**Requirements**
Arrange as a numbered list the lines beginning with the one containing "leaves with a single marker." and continuing through the final line of the location labeling records, with both ends included and blank lines omitted. Leave the pictures out of the answer.

[Location labeling records]
+---+

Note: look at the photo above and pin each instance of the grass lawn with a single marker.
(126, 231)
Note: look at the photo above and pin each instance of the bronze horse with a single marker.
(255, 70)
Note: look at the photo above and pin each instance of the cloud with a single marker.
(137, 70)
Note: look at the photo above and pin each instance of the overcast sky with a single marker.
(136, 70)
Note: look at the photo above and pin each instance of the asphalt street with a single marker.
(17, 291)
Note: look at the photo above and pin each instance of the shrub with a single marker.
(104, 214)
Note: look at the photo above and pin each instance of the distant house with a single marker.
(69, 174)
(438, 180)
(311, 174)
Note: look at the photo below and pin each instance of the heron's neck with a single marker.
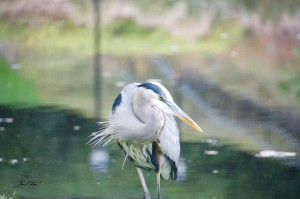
(150, 117)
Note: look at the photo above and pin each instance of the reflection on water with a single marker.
(42, 144)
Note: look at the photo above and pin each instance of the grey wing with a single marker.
(170, 148)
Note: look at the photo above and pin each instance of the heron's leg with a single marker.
(158, 184)
(143, 182)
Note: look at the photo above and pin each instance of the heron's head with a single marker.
(162, 99)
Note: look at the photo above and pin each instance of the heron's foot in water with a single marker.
(147, 196)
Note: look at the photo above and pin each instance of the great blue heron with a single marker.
(142, 124)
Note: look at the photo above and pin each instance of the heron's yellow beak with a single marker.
(183, 116)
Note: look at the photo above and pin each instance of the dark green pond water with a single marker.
(43, 154)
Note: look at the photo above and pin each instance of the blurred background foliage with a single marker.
(258, 40)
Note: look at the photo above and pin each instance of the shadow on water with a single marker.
(48, 145)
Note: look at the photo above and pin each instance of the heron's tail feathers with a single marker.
(103, 136)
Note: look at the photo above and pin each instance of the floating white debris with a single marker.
(76, 128)
(16, 66)
(120, 84)
(233, 53)
(13, 161)
(173, 48)
(211, 152)
(25, 159)
(211, 141)
(106, 74)
(274, 154)
(224, 35)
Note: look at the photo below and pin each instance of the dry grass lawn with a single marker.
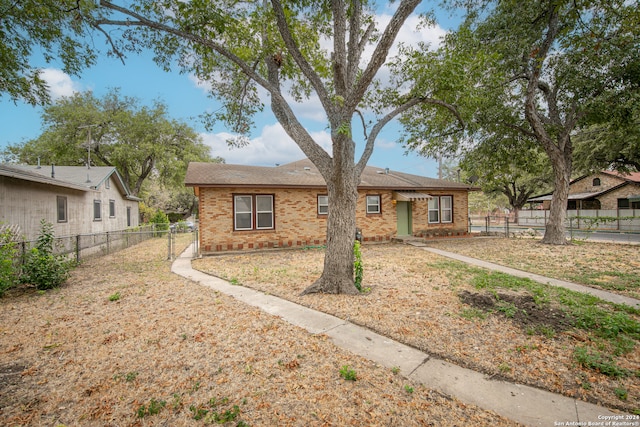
(508, 328)
(127, 343)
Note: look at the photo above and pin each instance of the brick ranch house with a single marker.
(603, 190)
(252, 207)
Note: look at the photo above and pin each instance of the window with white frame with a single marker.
(97, 210)
(61, 207)
(323, 204)
(264, 212)
(253, 212)
(373, 204)
(446, 209)
(434, 210)
(441, 209)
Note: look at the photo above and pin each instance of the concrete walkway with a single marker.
(527, 405)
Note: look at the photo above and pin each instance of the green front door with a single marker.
(403, 211)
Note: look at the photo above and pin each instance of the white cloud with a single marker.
(59, 83)
(273, 146)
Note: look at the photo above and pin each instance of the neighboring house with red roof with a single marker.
(74, 199)
(253, 207)
(603, 190)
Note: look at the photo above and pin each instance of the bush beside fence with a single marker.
(83, 246)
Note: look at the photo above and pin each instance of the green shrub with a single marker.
(161, 220)
(43, 268)
(8, 270)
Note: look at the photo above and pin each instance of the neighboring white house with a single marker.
(75, 199)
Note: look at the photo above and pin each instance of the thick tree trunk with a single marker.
(555, 230)
(337, 275)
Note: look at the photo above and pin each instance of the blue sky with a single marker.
(139, 77)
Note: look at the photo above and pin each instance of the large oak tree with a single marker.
(291, 50)
(141, 142)
(542, 68)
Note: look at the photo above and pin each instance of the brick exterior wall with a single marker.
(608, 200)
(585, 185)
(297, 223)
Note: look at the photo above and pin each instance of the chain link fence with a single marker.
(84, 246)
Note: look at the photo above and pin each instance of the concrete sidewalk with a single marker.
(524, 404)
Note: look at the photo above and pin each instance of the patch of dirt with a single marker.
(170, 346)
(414, 298)
(521, 308)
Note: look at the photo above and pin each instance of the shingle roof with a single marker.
(304, 174)
(76, 177)
(633, 176)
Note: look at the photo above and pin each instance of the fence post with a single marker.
(571, 228)
(169, 245)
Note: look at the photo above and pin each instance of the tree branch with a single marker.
(381, 51)
(368, 149)
(143, 21)
(306, 69)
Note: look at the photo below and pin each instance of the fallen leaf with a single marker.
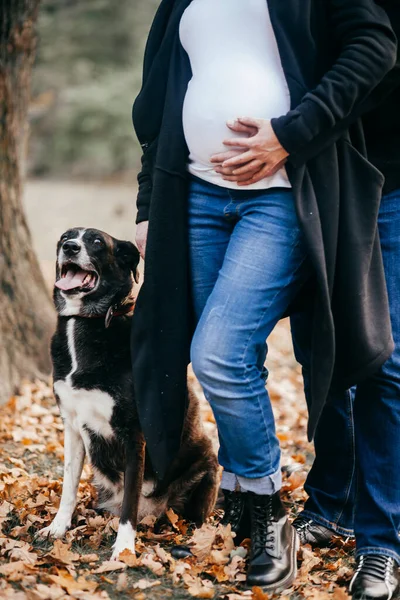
(148, 560)
(202, 541)
(144, 584)
(127, 557)
(61, 553)
(111, 565)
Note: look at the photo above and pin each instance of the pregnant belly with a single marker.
(211, 103)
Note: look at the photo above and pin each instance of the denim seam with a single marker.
(373, 550)
(249, 340)
(351, 479)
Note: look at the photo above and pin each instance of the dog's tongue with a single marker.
(72, 280)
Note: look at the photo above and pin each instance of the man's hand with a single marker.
(262, 154)
(141, 237)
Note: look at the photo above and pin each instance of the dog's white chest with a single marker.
(84, 409)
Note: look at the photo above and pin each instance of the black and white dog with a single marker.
(94, 390)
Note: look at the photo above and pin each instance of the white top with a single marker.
(237, 72)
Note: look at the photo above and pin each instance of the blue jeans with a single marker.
(354, 484)
(248, 261)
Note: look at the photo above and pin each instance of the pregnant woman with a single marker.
(246, 167)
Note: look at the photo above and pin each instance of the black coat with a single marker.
(333, 52)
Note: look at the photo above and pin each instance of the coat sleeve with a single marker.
(144, 191)
(367, 53)
(154, 41)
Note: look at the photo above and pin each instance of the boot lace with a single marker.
(263, 530)
(233, 509)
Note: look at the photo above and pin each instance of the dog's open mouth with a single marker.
(74, 279)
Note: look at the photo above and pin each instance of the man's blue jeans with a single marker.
(248, 262)
(354, 484)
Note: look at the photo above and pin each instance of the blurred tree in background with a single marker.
(26, 312)
(87, 74)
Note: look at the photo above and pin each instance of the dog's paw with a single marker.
(56, 530)
(125, 540)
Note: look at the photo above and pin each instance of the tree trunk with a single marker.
(26, 314)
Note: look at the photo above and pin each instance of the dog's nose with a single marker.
(71, 248)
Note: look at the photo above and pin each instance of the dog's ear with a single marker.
(129, 256)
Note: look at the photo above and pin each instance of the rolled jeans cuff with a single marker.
(263, 486)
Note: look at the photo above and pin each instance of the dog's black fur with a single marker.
(94, 388)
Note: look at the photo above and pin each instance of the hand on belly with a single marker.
(261, 154)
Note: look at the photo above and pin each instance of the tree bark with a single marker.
(26, 313)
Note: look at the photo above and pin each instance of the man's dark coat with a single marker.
(334, 53)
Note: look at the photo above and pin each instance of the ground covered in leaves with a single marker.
(78, 567)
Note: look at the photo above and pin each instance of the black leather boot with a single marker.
(312, 533)
(237, 514)
(274, 544)
(376, 578)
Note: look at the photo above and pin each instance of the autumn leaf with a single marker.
(145, 584)
(127, 557)
(111, 565)
(61, 553)
(72, 585)
(148, 560)
(202, 541)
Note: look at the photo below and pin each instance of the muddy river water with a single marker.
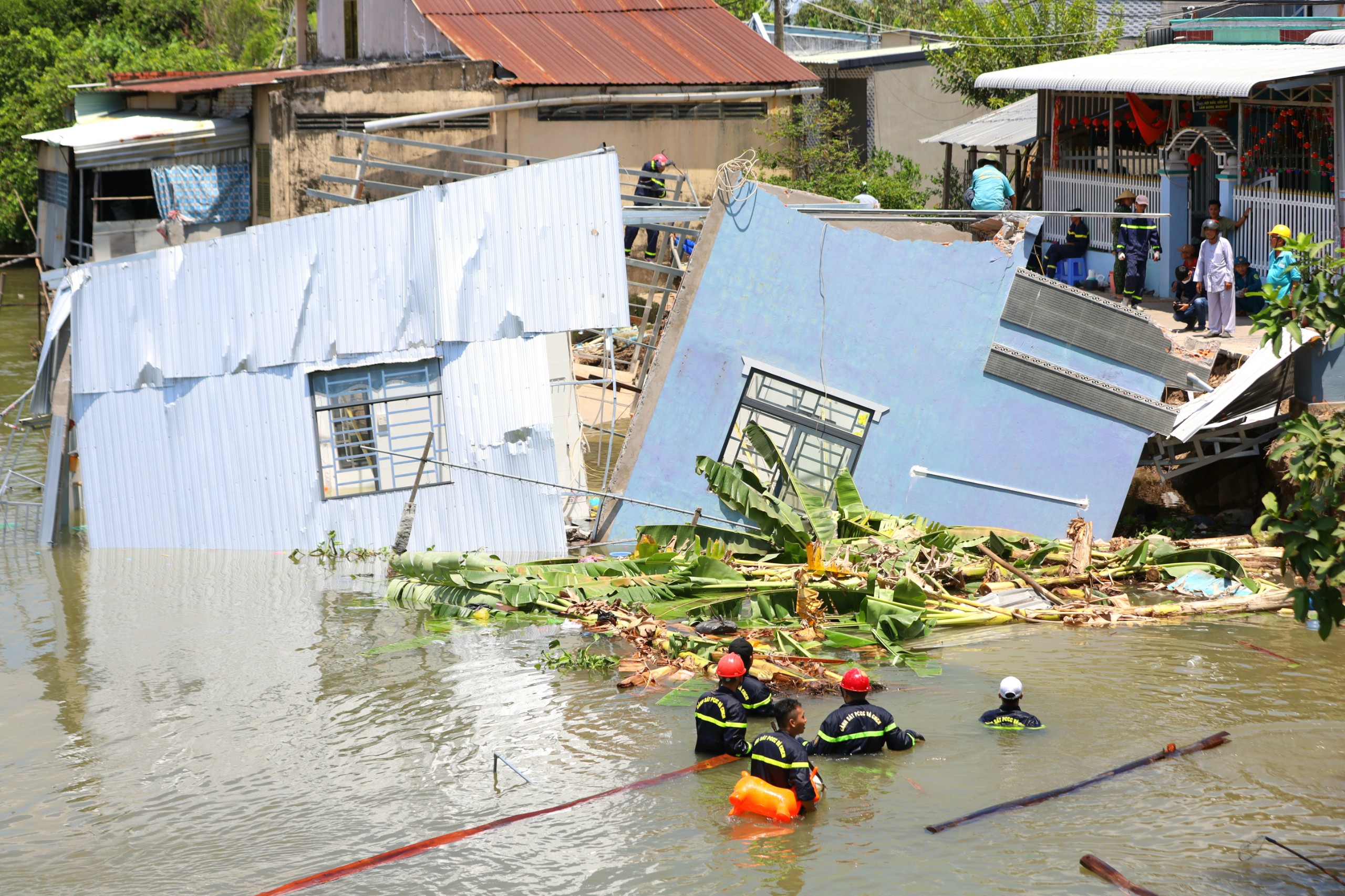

+---+

**Answer below**
1. Note: look at the photo above and pin each instance of the ground covered in leaves with a single marker.
2. (78, 567)
3. Note: look at the photo above and pin each instance of the black leather boot with a single marker.
4. (312, 533)
5. (237, 514)
6. (274, 544)
7. (376, 578)
8. Note: look at the photo above and pin each instance of the autumn leaf with a single marker.
9. (145, 584)
10. (127, 557)
11. (111, 565)
12. (61, 553)
13. (72, 585)
14. (148, 560)
15. (202, 541)
16. Note: look at the photo below and pin each instance of the muddy river water with a single marker.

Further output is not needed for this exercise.